Set down each line of the data below exactly as it stands, dropping the pictures.

/---

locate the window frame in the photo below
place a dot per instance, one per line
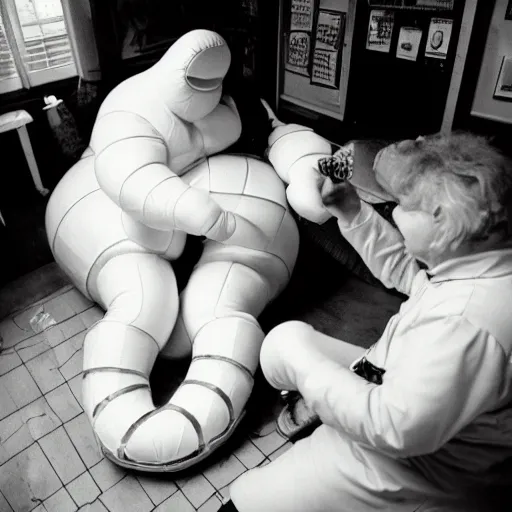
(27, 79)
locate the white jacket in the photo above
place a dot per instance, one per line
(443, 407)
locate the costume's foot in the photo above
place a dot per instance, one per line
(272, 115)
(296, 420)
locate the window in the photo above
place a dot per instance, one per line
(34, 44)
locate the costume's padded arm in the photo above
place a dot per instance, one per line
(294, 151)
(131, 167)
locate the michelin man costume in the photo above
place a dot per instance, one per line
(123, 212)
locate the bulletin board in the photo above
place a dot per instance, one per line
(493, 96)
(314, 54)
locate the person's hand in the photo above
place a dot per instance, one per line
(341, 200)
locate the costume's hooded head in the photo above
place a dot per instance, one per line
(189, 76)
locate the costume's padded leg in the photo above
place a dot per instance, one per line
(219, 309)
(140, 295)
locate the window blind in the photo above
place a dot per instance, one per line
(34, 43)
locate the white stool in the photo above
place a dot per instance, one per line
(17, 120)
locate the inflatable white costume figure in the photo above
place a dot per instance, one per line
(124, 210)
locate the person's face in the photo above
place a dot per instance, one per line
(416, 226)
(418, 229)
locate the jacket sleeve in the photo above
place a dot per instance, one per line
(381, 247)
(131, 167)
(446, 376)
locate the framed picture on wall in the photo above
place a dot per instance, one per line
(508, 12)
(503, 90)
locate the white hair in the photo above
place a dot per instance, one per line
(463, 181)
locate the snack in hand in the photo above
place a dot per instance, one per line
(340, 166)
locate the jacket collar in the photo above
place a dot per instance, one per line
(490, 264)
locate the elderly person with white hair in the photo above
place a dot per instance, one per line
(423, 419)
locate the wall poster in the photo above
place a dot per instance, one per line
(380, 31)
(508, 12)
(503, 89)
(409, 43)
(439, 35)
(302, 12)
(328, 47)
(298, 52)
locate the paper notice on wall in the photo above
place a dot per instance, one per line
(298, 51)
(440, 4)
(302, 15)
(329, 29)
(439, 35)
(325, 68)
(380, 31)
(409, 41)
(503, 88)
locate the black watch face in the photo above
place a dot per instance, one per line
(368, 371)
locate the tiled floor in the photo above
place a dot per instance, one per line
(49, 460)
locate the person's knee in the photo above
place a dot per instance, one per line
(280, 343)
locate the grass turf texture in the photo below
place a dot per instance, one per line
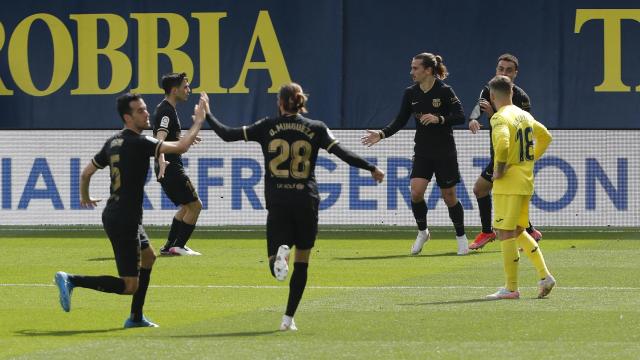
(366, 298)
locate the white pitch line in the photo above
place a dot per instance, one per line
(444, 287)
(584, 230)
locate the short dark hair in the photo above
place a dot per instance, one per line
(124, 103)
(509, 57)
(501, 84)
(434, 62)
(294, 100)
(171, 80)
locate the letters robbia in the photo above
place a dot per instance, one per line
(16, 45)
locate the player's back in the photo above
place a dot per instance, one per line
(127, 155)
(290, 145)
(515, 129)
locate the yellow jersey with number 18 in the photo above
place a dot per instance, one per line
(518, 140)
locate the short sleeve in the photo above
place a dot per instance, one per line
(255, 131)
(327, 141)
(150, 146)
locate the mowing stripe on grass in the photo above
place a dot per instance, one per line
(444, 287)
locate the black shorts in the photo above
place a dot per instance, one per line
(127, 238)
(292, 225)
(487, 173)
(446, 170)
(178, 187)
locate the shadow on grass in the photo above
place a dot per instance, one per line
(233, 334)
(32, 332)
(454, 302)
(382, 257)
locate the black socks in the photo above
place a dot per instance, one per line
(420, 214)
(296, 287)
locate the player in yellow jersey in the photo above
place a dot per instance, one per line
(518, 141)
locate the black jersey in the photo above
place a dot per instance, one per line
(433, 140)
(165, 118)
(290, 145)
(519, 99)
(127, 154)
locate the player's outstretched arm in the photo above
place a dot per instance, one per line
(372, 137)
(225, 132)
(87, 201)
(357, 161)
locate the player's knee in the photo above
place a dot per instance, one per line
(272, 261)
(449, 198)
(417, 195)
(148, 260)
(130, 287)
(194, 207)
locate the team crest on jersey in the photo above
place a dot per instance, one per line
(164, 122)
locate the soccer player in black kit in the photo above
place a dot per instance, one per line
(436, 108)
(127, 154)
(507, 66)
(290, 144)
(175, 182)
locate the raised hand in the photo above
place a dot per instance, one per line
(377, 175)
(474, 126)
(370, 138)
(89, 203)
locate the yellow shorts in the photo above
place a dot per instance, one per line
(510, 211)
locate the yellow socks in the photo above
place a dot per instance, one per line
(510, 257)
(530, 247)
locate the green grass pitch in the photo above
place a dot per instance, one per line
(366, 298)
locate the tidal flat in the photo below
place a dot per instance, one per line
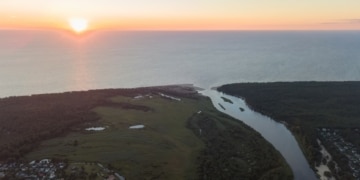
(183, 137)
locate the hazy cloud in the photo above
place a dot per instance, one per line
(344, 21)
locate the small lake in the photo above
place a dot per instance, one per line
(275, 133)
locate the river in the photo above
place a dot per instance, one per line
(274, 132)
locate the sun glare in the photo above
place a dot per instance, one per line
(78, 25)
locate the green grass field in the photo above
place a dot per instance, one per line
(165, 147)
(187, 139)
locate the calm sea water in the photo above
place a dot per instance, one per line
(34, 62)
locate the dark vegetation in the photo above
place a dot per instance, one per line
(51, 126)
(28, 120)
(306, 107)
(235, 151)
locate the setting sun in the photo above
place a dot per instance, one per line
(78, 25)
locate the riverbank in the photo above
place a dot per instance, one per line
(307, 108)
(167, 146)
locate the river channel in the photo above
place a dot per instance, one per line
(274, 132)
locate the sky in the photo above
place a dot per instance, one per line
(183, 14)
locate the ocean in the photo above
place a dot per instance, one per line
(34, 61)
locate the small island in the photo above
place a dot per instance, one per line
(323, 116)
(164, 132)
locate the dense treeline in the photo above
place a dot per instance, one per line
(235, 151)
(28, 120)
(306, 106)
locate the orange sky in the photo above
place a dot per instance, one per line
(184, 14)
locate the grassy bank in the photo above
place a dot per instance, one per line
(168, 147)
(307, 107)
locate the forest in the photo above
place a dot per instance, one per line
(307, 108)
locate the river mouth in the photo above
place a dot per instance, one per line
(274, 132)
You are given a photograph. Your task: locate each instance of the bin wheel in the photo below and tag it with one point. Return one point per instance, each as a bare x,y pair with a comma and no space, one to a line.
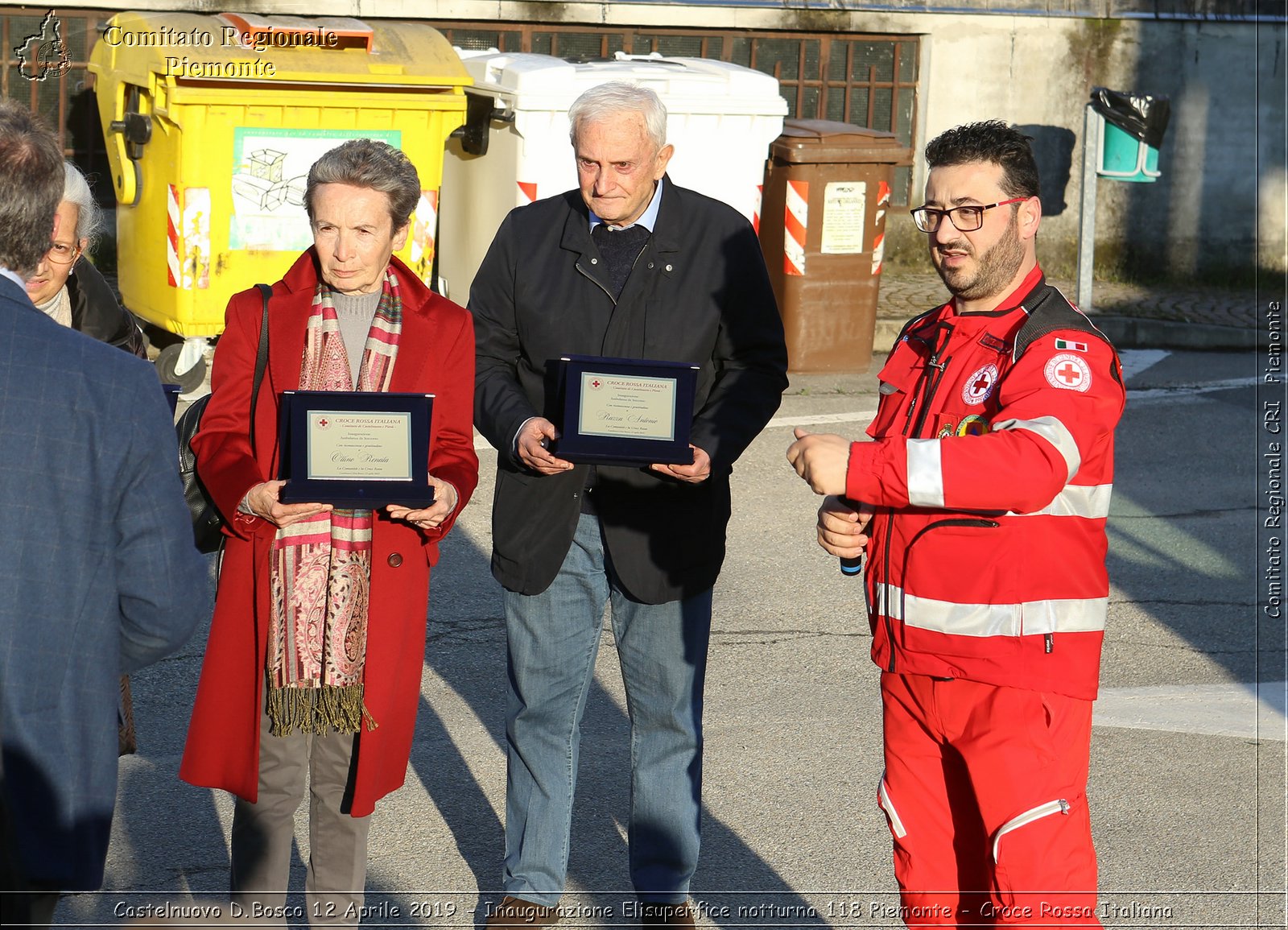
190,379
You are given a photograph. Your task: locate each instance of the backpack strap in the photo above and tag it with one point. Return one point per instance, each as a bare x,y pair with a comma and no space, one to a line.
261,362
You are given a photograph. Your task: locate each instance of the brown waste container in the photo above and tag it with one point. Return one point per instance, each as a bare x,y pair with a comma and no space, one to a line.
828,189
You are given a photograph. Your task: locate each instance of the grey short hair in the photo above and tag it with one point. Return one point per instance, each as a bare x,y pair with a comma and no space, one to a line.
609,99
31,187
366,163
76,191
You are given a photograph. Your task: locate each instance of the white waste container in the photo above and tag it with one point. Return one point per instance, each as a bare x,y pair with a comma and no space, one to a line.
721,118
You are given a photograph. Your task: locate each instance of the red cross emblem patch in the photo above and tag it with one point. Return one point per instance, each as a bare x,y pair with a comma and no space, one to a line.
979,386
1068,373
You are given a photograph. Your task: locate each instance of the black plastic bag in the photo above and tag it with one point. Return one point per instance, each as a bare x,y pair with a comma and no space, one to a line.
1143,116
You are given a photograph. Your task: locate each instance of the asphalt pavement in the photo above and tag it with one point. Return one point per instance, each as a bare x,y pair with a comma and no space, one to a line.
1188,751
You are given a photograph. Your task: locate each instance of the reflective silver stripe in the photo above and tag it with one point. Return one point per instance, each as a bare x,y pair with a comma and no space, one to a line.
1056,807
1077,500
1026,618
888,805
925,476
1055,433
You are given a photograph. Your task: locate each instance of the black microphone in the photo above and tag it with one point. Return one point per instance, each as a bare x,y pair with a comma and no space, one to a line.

\---

» ANSWER FOR THIS EXERCISE
locate the window frame in the photo below
place a dot per instance, one per line
(27, 79)
locate the white jacket in the photo above
place a dot per instance, one per line
(443, 407)
locate the costume's foot in the photo above
place a dot per instance, one per line
(272, 115)
(296, 420)
locate the window in the photo above
place a dot per instance, one per line
(34, 44)
locate the costume's padded arm in the photo above
place a dot per instance, one per line
(294, 151)
(131, 167)
locate the michelin man costume in the photo above
place a dot per instance, one per line
(123, 212)
locate the bulletin board in the photo above
place a dot per instance, one per line
(493, 96)
(314, 54)
locate the person's hand in the photo above
place a dot per instance, one per line
(341, 200)
locate the costume's hooded head in the photo above
place a dot per instance, one per line
(189, 76)
locate the costume's padded leg in the photo above
place a dot per instance, one per line
(219, 309)
(140, 295)
locate the window blind in the photo above
place a dot per instance, one per line
(34, 43)
locate the white stool in the photo above
place a dot per instance, one per line
(17, 120)
locate the inflatable white costume figure in the photo above
place a dot per instance, one per line
(124, 210)
locate the person's face in the photo above
place a dot per instance, one per line
(416, 226)
(418, 229)
locate the jacket sleeve in the photo above
place a dot per instance, one per line
(381, 247)
(131, 167)
(446, 376)
locate the framed picture on wall in the photo above
place a dot per instance, one per line
(508, 12)
(503, 90)
locate the white hair in the photo above
place a dot per instance, one per line
(463, 181)
locate the snack in hand in the photo above
place a dot per instance, one per line
(340, 166)
locate the jacket collar in the photo above
place a dot per instance, one per line
(490, 264)
locate the elderly person with white hair in the photo above
place a dot per instance, one per line
(423, 419)
locate the wall poster in the photo above
place a dot per instance, one per line
(380, 31)
(508, 12)
(503, 89)
(409, 43)
(439, 35)
(302, 12)
(328, 47)
(298, 52)
locate the paper notice on wall in the photo above
place a dot per instance, one per line
(298, 51)
(440, 4)
(302, 15)
(329, 29)
(439, 35)
(325, 68)
(380, 31)
(409, 41)
(503, 88)
locate the black watch face in the photo above
place a dot per instance, one per line
(368, 371)
locate the tiled floor in the photo above
place a dot per instance, one per line
(49, 460)
locate the person's knee in the photo above
place a dot per instance, one per line
(280, 343)
locate the grass turf texture in the photo below
place a dot per instance, one per line
(366, 298)
locate the white pitch line in the photo above
place a dot per instance, one per line
(444, 287)
(584, 230)
locate the short dark hair in the photo above
place a dot per instance, one per line
(124, 103)
(509, 57)
(501, 84)
(434, 62)
(294, 100)
(171, 80)
locate the letters robbia in the photo above
place a dot per instance, one per line
(16, 45)
locate the player's back in the photo above
place a dot per instance, one per line
(127, 155)
(290, 145)
(515, 129)
locate the yellow jersey with number 18 in the photo above
place a dot per instance, one per line
(518, 140)
locate the short sleeve in the photo above
place a dot per instance, one per line
(255, 131)
(327, 141)
(150, 146)
locate the mowing stripe on grass in the photo above
place a dot per instance, one per line
(444, 287)
locate the black shorts in the photo above
place a dot per instance, one per line
(127, 238)
(292, 225)
(487, 173)
(446, 170)
(178, 187)
locate the shadow on grass in the photo above
place a dot per instance, one per line
(233, 334)
(32, 332)
(454, 302)
(382, 257)
locate the black socks in the photo above
place a dot per instance, one per line
(420, 214)
(296, 287)
locate the player in yellow jersey in the photo above
place a dot per instance, one per line
(518, 141)
locate the black jersey in the photo above
place a dot per instance, one per line
(433, 140)
(165, 118)
(290, 145)
(519, 99)
(127, 154)
locate the player's outstretched arm in the photo above
place a dot per instance, one per line
(372, 137)
(225, 132)
(87, 201)
(357, 161)
locate the player's knee in the photo above
place a dot per instance, one per line
(272, 261)
(449, 198)
(417, 195)
(148, 260)
(130, 287)
(194, 207)
locate the team crest on jersey in the photo above
place a dot per instance, one per line
(164, 122)
locate the soccer player in black kit in the photo above
place a dot per instance, one per line
(436, 108)
(127, 154)
(507, 66)
(290, 144)
(175, 182)
locate the raised hand in the photo above
place a dot per instance, one per line
(377, 175)
(474, 126)
(370, 138)
(89, 203)
locate the yellow shorts in the photo above
place a dot per instance, one per line
(510, 211)
locate the yellow socks in the photo above
place a dot per instance, one per line
(510, 257)
(530, 247)
locate the green grass pitch in the photo above
place a dot per instance, one per line
(366, 298)
locate the tidal flat in the photo below
place a dot per instance, one per line
(183, 137)
locate the hazy cloud in the photo above
place a dot per instance, one per line
(344, 21)
locate the small lake in the photo above
place a dot per instance, one per line
(275, 133)
locate the river in the photo above
place a dot per instance, one per line
(274, 132)
locate the sun glare in the photo above
place a dot per instance, one per line
(78, 25)
locate the green grass field in the photo above
place a dot per instance, one per line
(165, 147)
(187, 139)
locate the calm sea water in the photo above
place a dot per instance, one per line
(34, 62)
locate the dark vegetation in the photo above
place a dot per instance, one per line
(51, 126)
(28, 120)
(306, 107)
(235, 151)
locate the setting sun in the photo above
place a dot per instance, one per line
(78, 25)
locate the riverbank in the photo above
place a dot per instance, one per line
(307, 108)
(167, 146)
locate the river channel in the photo above
place a dot per instance, one per line
(274, 132)
locate the sky in the photo above
place a dot per instance, one per line
(183, 14)
locate the ocean in the photo above
place a dot per instance, one per line
(34, 61)
locate the small island in the photo above
place a dot per instance, one per line
(323, 116)
(164, 132)
locate the dense treeline in the photo above
place a dot per instance, one per line
(235, 151)
(28, 120)
(306, 106)
locate the orange sky in the photo above
place a dot per instance, one per line
(184, 14)
locate the grassy bank in the photo above
place a dot per instance, one per line
(168, 147)
(307, 107)
locate the forest in the photo above
place a dot per instance, one per line
(307, 108)
locate the river mouth in the photo above
place a dot per instance, one per line
(274, 132)
You are given a photograph. Your task: locate each instance of the bin wheel in the photo below and tag it with one point. Return one point per instance, each as a bare x,y pair with a comma and no space, one to a line.
190,379
You are given a photograph. Your task: locate each instance of the backpack strap in the photo above and tag it with one point. Return one point per instance, each as a bare x,y pair with a comma and no space, one to a line.
261,362
You are given a photograph. Your task: locate each instance of the brown waste container in the photo above and tag it with one point. Return one point per instance, each as a bare x,y pair with a comma and no space, one to a line.
828,189
You are given a photograph. Your task: locate each instance of the grey short hair in the photo above and tag it with one point. Return one point per instance, each as a bare x,y pair with a comma and no space, one to a line.
609,99
31,187
366,163
76,191
You are given a photograph. Your task: locate each instance of the white waste container in the photo above and tag it with one point. Return one point per instance, each as a bare x,y pair with a comma and no space, one to a line.
721,118
You are given a photograph. Your task: locate each instance of the red cross emblem patch in the photo above and tag it with one point. Return one point per instance, each as a bare x,y pair with a comma and no space, one to a line.
979,386
1068,373
You are given a photograph. Your task: locate each instance of the black plastic bag in the photo above and tag it with one point. Return one point per instance, each as a bare x,y pair with a comma and no space, one to a line.
1143,116
You are given a photograph. Your task: locate each instance of the asphalt pavement in the photo above and tag it with one point. Return one point per instance, each as a bare x,y pair with a comma and no space, one to a line.
1188,751
You are given a photograph. Your task: locate each instance of the reflective silver stripe in the photo above and tag it with one point. Return one point per instance, each as a bare x,y pair with a comma and no space, one to a line.
1056,807
1077,500
1026,618
888,805
925,476
1055,433
You are given a photograph. Your task: locate each instance of the black microphone in the photo above and tag it with one point. Return one point per instance, each as a bare x,y pair with a comma and no space, one to a line.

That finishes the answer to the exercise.